BEGIN Data section

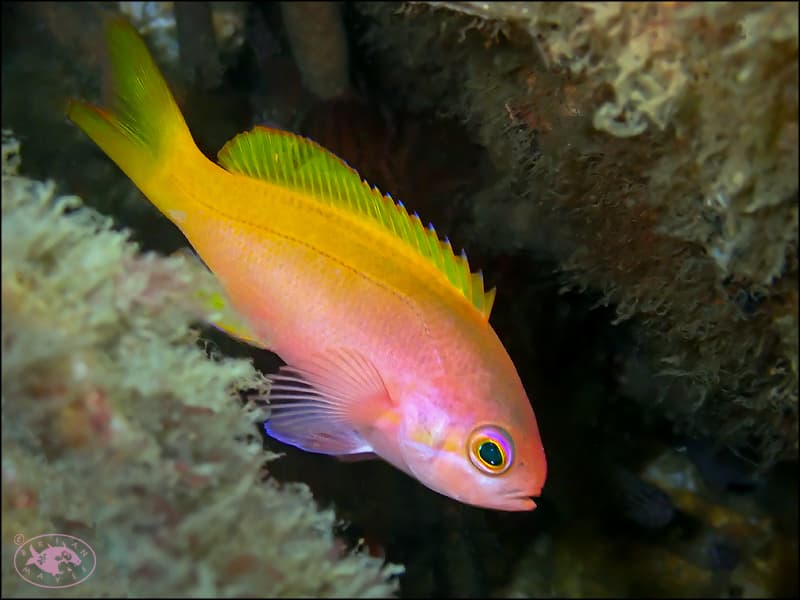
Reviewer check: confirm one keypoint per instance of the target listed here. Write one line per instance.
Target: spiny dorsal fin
(293, 161)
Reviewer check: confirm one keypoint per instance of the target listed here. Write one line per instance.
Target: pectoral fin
(322, 404)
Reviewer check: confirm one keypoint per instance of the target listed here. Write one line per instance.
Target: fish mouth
(518, 500)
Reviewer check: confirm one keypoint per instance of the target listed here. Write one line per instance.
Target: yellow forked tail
(144, 131)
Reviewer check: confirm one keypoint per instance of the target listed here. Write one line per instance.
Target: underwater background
(626, 175)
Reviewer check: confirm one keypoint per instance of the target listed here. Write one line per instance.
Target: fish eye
(491, 449)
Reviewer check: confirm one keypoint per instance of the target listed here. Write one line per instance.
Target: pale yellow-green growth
(119, 429)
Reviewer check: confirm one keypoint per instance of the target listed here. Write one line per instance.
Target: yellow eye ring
(491, 450)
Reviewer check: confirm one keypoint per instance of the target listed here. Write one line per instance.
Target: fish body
(384, 330)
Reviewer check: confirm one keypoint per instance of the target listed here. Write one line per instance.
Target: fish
(383, 328)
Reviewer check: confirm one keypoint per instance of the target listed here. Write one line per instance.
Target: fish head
(480, 450)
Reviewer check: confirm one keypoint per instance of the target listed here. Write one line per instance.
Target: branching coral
(120, 430)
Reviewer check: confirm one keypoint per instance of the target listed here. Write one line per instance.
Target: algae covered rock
(119, 429)
(651, 151)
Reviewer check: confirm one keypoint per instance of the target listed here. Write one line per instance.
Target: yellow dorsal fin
(298, 163)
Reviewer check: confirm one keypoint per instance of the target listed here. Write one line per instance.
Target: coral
(651, 150)
(118, 429)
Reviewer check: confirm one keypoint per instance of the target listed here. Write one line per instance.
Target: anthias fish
(385, 331)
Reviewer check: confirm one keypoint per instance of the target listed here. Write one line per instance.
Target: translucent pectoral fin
(321, 405)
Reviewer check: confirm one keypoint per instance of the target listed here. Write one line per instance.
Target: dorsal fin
(293, 161)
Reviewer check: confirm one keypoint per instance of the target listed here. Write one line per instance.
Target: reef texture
(119, 429)
(652, 150)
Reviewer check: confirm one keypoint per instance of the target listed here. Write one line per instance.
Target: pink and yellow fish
(385, 331)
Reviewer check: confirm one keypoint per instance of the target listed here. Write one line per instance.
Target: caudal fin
(143, 131)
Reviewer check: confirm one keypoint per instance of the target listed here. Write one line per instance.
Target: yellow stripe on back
(295, 162)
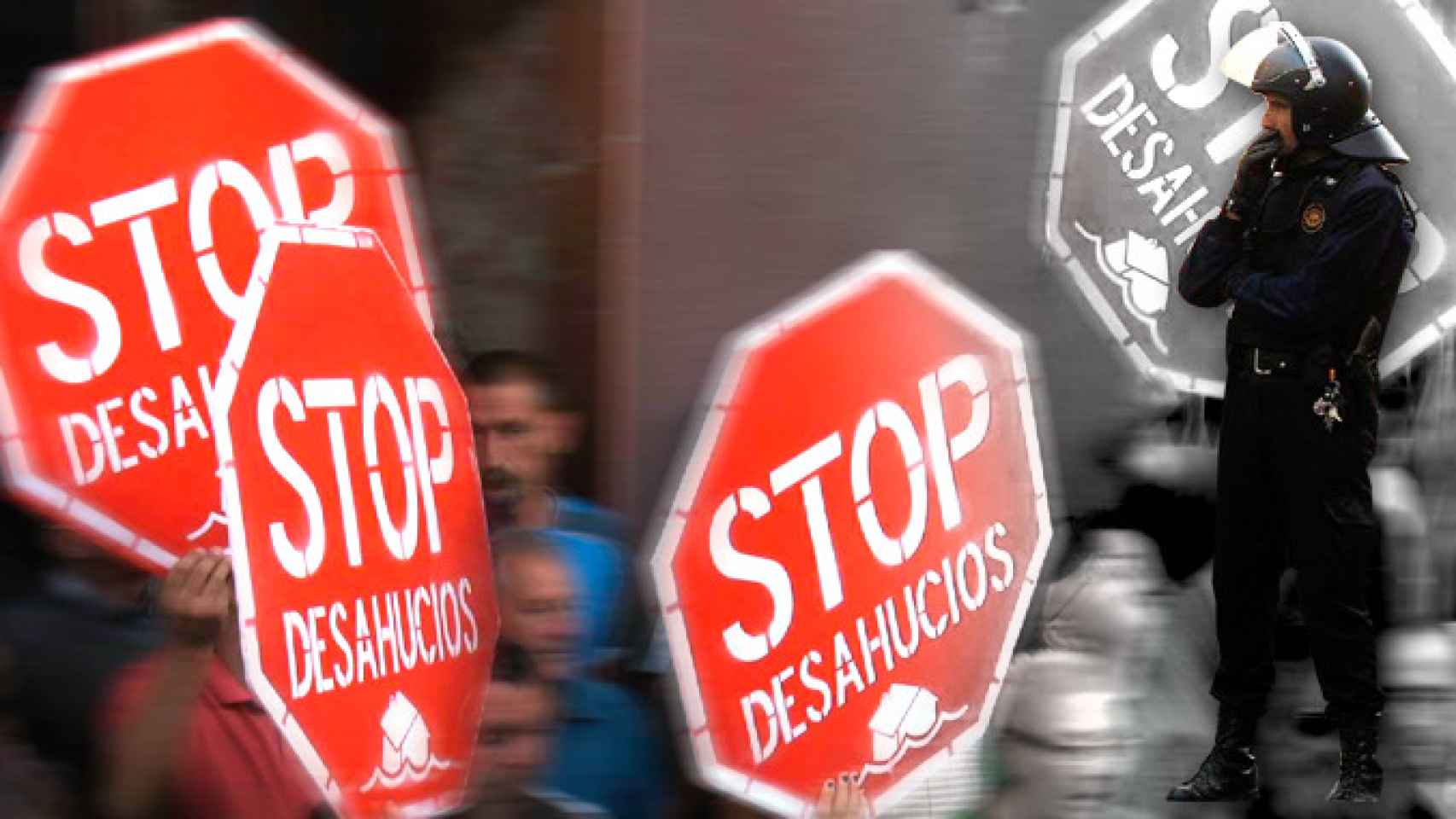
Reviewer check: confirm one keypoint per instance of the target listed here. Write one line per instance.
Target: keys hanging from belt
(1328, 404)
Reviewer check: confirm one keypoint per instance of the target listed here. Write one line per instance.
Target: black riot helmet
(1325, 84)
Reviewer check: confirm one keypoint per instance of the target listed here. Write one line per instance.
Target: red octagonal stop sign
(356, 526)
(130, 210)
(852, 546)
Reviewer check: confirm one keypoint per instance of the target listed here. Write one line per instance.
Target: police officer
(1309, 247)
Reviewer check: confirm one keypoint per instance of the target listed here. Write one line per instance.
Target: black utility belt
(1264, 363)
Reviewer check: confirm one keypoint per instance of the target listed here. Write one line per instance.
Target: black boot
(1229, 773)
(1360, 774)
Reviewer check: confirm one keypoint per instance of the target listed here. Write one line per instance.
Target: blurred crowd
(123, 695)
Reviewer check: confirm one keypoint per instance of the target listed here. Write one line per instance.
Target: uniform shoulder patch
(1313, 218)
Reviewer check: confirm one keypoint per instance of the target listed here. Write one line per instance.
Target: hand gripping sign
(849, 552)
(130, 208)
(356, 524)
(1148, 137)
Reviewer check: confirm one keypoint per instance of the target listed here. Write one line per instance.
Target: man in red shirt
(183, 734)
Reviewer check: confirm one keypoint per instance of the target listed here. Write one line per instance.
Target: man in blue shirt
(608, 751)
(525, 428)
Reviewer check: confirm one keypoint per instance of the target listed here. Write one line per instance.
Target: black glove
(1255, 171)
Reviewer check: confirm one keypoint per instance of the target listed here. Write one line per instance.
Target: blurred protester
(185, 735)
(608, 751)
(1060, 741)
(1418, 671)
(72, 620)
(525, 428)
(515, 745)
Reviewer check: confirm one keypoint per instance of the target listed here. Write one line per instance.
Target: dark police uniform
(1312, 274)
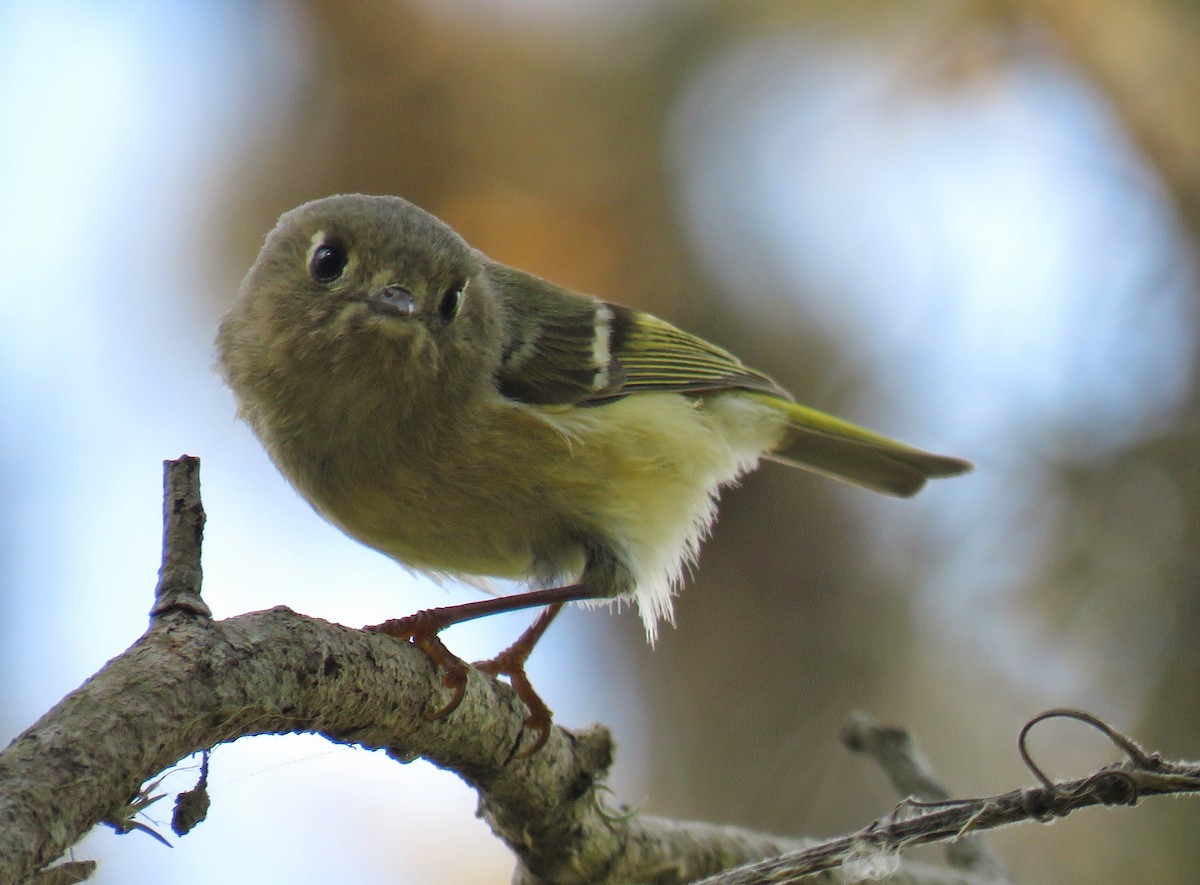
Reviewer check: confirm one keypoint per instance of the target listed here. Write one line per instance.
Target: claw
(421, 630)
(510, 663)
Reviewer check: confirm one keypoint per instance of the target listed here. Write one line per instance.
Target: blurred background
(970, 224)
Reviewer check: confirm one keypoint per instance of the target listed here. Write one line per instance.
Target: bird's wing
(565, 348)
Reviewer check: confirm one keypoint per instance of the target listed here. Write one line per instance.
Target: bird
(473, 421)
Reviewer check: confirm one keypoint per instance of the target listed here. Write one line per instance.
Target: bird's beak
(394, 300)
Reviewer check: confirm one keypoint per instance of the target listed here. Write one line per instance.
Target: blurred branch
(190, 684)
(1144, 56)
(873, 852)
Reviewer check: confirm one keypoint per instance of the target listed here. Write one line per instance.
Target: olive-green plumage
(472, 420)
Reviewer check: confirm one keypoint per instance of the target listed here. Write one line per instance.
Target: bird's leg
(510, 663)
(423, 627)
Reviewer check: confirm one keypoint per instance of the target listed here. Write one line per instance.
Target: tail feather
(845, 451)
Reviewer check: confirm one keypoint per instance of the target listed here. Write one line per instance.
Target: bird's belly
(527, 492)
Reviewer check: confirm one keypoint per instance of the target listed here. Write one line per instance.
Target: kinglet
(468, 420)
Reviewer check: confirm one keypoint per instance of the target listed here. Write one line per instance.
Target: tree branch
(190, 684)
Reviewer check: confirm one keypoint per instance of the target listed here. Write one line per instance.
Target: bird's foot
(421, 630)
(510, 663)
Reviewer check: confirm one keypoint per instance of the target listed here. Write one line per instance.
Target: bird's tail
(845, 451)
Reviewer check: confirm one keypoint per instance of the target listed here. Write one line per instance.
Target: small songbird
(471, 420)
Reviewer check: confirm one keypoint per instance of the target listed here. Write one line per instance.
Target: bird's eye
(328, 263)
(450, 302)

END Data section

Description of the task:
If an entry holds an image, omit that image and print the remainder exactly as it stands.

Answer area:
Reviewer check: confirm one keypoint per instance of the target listed here. Write one line per instance.
Target: spiny dorsal fin
(293, 161)
Reviewer check: confirm one keypoint per instance of the target listed here. Write one line per instance.
Target: pectoral fin
(322, 404)
Reviewer check: confirm one keypoint per instance of the target listed here. Write one line per instance.
Target: fish mouth
(518, 500)
Reviewer check: confirm one keypoint per instance of the target listed here. Write one line per instance.
Target: yellow forked tail
(144, 131)
Reviewer check: confirm one keypoint per instance of the target listed here. Write one line per instance.
Target: underwater background
(626, 175)
Reviewer check: confirm one keypoint per instance of the target listed here. Write one line per instance.
Target: fish eye
(491, 449)
Reviewer check: confirm one keypoint per instance of the target listed here. Write one line per instance.
Target: pale yellow-green growth
(119, 429)
Reviewer check: confirm one keypoint per instance of the target listed here. Write one line per instance.
Target: yellow eye ring
(491, 450)
Reviewer check: confirm one keypoint per instance of the target listed here. Write one line per instance.
Target: fish body
(384, 330)
Reviewer check: confirm one keypoint per instance of the target listed here. Write one line per instance.
Target: fish
(383, 328)
Reviewer check: confirm one keypoint per instance of the target listed here. Write one line per instance.
Target: fish head
(480, 450)
Reviewer check: confirm one keypoint per instance of the target listed here. Write one line per instance.
Target: branching coral
(120, 430)
Reviewer check: confirm one keypoint per instance of the target listed here. Write one line per instance.
Target: algae covered rock
(119, 429)
(651, 151)
Reviewer check: confirm one keypoint per instance of the target listed here. Write one line per instance.
Target: yellow dorsal fin
(298, 163)
Reviewer check: confirm one keypoint per instance of the target listed here. Write one line per instance.
Target: coral
(651, 150)
(118, 429)
Reviewer check: confirm one keypoint per instance of the target listed here. Write one line per instance.
Target: anthias fish
(385, 331)
Reviewer check: confirm one keypoint per instance of the target listed here. Write one line per instance.
Target: translucent pectoral fin
(321, 405)
Reviewer check: confirm one keypoint per instance of the target listed here. Write one line per instance.
Target: dorsal fin
(293, 161)
Reviewer check: confirm one keypoint per instance of the target listed here. Write one line per instance.
Target: reef texture
(119, 429)
(652, 150)
Reviewer check: confirm one keypoint per instance of the target listed here. Write one line per instance.
Target: pink and yellow fish
(385, 331)
Reviewer check: confirm one keypoint per instance of the target listed here. Write one line per instance.
Target: caudal fin
(143, 131)
Reviewer check: confirm one keypoint per instance of the target listed here. Write one line per instance.
Target: yellow stripe on back
(295, 162)
Reviewer check: confirm one keypoint per instance of the target listed here. Write one line per instance.
Target: keys hanging from belt
(1328, 404)
Reviewer check: confirm one keypoint per instance of the target listed here. Write one line per instance.
Target: black riot helmet
(1325, 84)
Reviewer check: confirm one keypoint per instance of the target listed here. Write one line per instance.
Target: red octagonal stop sign
(356, 526)
(130, 210)
(852, 546)
Reviewer check: confirm one keypoint per instance of the target listed here. Write one line per instance.
Target: police officer
(1309, 247)
Reviewer check: confirm one keypoint per instance of the target listed here. Write one line per instance.
Target: black utility belt
(1264, 363)
Reviewer check: confirm one keypoint per instance of the target listed here. Write one line per instance.
Target: black boot
(1229, 773)
(1360, 774)
Reviewer check: confirm one keypoint per instance of the target listed here. Write one line per instance.
Target: blurred crowd
(123, 695)
Reviewer check: confirm one keypoint per instance of the target listed here. Write one line per instance.
Target: uniform shoulder patch
(1313, 218)
Reviewer check: confirm one keypoint per instance of the target listed here. Write one line per instance.
Target: hand gripping sign
(849, 552)
(130, 208)
(356, 524)
(1148, 137)
Reviewer check: confirm one keypoint per instance of the target listed here. Write one line per instance.
Target: man in red shirt
(183, 734)
Reviewer check: confirm one keypoint per instance of the target listed here. Write one line per instance.
Target: man in blue shirt
(608, 751)
(525, 428)
Reviewer check: confirm one keypoint per instance of the target listed here. Write one line per instance.
Target: black glove
(1255, 171)
Reviewer check: confirm one keypoint per instance of the target listed here. Write one line per instance.
Target: blurred protester
(185, 735)
(608, 751)
(1060, 741)
(1418, 671)
(72, 620)
(525, 428)
(515, 745)
Reviewer check: confirm one keypoint per instance of the target listed here. Write one line per instance.
Target: dark police uniform
(1312, 274)
Reviewer check: confirm one keypoint per instance of the target listed here. Write one line per instance.
Target: claw
(421, 630)
(510, 663)
Reviewer check: confirm one keypoint per instance of the target listed here. Write one line per instance.
Target: blurred background
(970, 224)
Reviewer check: confirm one keypoint per instance of the target listed here. Write one line per instance.
Target: bird's wing
(565, 348)
Reviewer check: confirm one keypoint per instance of the target listed here. Write one line per instance.
Target: bird
(473, 421)
Reviewer check: confirm one keypoint per instance of the target listed here. Write one line per instance.
Target: bird's beak
(394, 300)
Reviewer check: confirm one keypoint per instance of the target listed here. Write one line per instance.
Target: blurred branch
(190, 684)
(1144, 56)
(873, 852)
Reviewer check: confirm one keypoint per instance of the target listed here. Write one line per instance.
Target: olive-green plumage
(472, 420)
Reviewer check: confirm one keypoint per instance of the target listed here. Write one line per instance.
Target: bird's leg
(510, 663)
(423, 627)
Reviewer check: confirm one keypoint per instance of the target listed here. Write one line per instance.
Target: tail feather
(845, 451)
Reviewer check: confirm one keypoint per instance of the target listed here. Write one line per instance.
Target: bird's belly
(527, 492)
Reviewer check: confirm one keypoint per instance of the target listed here. Write one line per instance.
Target: kinglet
(468, 420)
Reviewer check: confirm one keypoint per instance of the target listed here. Write one line per instance.
Target: tree branch
(190, 684)
Reviewer check: confirm one keypoint per instance of the target listed here. Write one line per instance.
Target: bird's foot
(421, 630)
(510, 663)
Reviewer check: confirm one keypoint per instance of the target listed here. Write one line per instance.
Target: bird's tail
(845, 451)
Reviewer check: confirm one keypoint per instance of the target listed here. Write one line per instance.
Target: small songbird
(471, 420)
Reviewer check: confirm one keypoint per instance of the target listed here. Write one line per instance.
Target: bird's eye
(328, 263)
(450, 302)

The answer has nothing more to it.